▸ ЧТО НУЖНО СДЕЛАТЬ
1. Кратко изложите отрывок в двух предложениях.
2. Перепишите из отрывка дословно фрагмент, начиная со слов «У нас же, по» и продолжая до слов «но совершенно другим.».

Но не очень понятно, как от этого изменится жизнь. У нас же пока мало людей свободных профессий. Люди привыкли вставать рано утром, ехать на работу, где строго определён график. Это создаёт какой-то порядок в жизни. Каким будет социальное устройство, когда половина этих рабочих мест не будут нужны? Чем эти люди будут заниматься?

В развитых странах на протяжении последних 80 лет стабильно сокращается количество времени, которое люди уделяют работе. Неслучайно во многих европейских странах сложно найти магазины, работающие по выходным, после обеда сиеста. Когда человек понимает, что можно обеспечить семью, работая по 20—30 часов в неделю, он постепенно начинает по-другому выстраивать структуру жизни. У людей появляется время на второе или третье образование, занятия с семьёй, путешествия, резко возрастает волонтёрская активность. В странах, в которых развито гражданское общество, людям есть чем заняться, потому что они вовлечены во множество разных организаций, у которых есть дела на местном уровне: общины, собрания и т. д. И когда такие люди начинают меньше работать, они от этого не становятся асоциальными.

У нас же, по опыту начала 1990-х годов, всё происходит несколько иначе. В Екатеринбурге, например, когда крупные предприятия типа «Уралмаша» высвободили большое количество рабочей силы, это привело к массовому подъёму организованных преступных группировок. То есть людей вытолкнули из легальной занятости, и они пошли в альтернативные сообщества, где жизнь тоже структурирована по правилам, но совершенно другим.

«У нас искажена система стимулов»

— В одной из своих статей вы сравнивали ценности в разных странах. Как вы считаете, интернет способен уравнять ценности или сформировать новые, единые для всего мира?

— Исследования ценностей проводят и на европейском, и на всемирном уровне. Они говорят нам о том, что россияне и жители других постсоветских стран в сравнении с жителями Европы, США, Канады, Австралии менее альтруистичны. Во многом это обусловлено советским и постсоветским опытом. Тем, что СССР был коллективистским государством. С момента развала СССР любая коллективность оказывалась для жителей постсоветских стран дискредитируемой. Это сделало людей в большей степени индивидуалистами и в меньшей степени альтруистами, которые готовы заботиться о детях, стариках, животных, экологии и т. д. Мы намного больше ориентированы на личный успех, чем на помощь другим.

Неправильно было бы сказать, что мы консерваторы. Традиционные ценности в России распространены меньше, чем во многих азиатских странах и даже в США. Но одновременно с этим для многих людей характерно неприятие нового, страх перед изменениями.

▸ ИЗВЛЕЧЁННЫЕ ЗАПИСИ
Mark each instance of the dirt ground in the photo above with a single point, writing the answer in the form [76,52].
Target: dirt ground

* * *

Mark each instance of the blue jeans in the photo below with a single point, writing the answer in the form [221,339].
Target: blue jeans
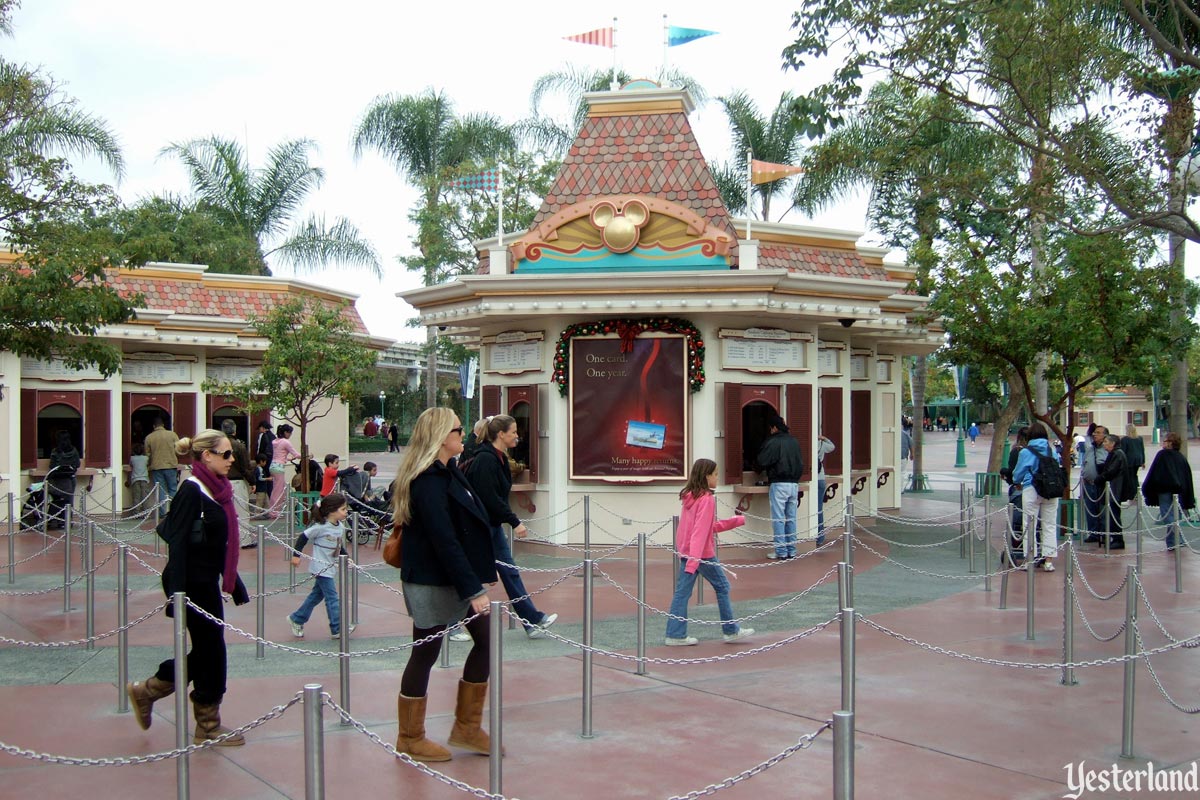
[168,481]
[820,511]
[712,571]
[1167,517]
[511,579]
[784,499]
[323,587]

==

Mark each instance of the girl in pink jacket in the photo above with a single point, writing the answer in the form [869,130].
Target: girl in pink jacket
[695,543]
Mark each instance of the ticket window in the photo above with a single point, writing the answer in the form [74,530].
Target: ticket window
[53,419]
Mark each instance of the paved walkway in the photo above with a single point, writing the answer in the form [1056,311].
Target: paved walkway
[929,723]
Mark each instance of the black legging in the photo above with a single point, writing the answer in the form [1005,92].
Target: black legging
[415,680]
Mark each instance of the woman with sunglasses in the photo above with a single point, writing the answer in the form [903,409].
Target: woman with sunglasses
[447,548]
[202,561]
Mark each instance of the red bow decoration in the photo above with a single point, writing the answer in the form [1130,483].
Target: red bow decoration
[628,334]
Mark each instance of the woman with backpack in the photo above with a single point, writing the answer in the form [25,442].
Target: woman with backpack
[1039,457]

▸ ОТВЕТЫ ПО ПОРЯДКУ
1. В развитых странах люди всё меньше времени тратят на работу и, вовлечённые в местные организации, не становятся от этого асоциальными, а в Екатеринбурге начала 1990-х высвобождение рабочей силы с крупных предприятий привело к массовому подъёму преступных группировок. По данным исследований, россияне менее альтруистичны, чем жители Европы, США, Канады и Австралии, больше ориентированы на личный успех и, хотя не являются консерваторами, часто боятся изменений.

2.
У нас же, по опыту начала 1990-х годов, всё происходит несколько иначе. В Екатеринбурге, например, когда крупные предприятия типа «Уралмаша» высвободили большое количество рабочей силы, это привело к массовому подъёму организованных преступных группировок. То есть людей вытолкнули из легальной занятости, и они пошли в альтернативные сообщества, где жизнь тоже структурирована по правилам, но совершенно другим.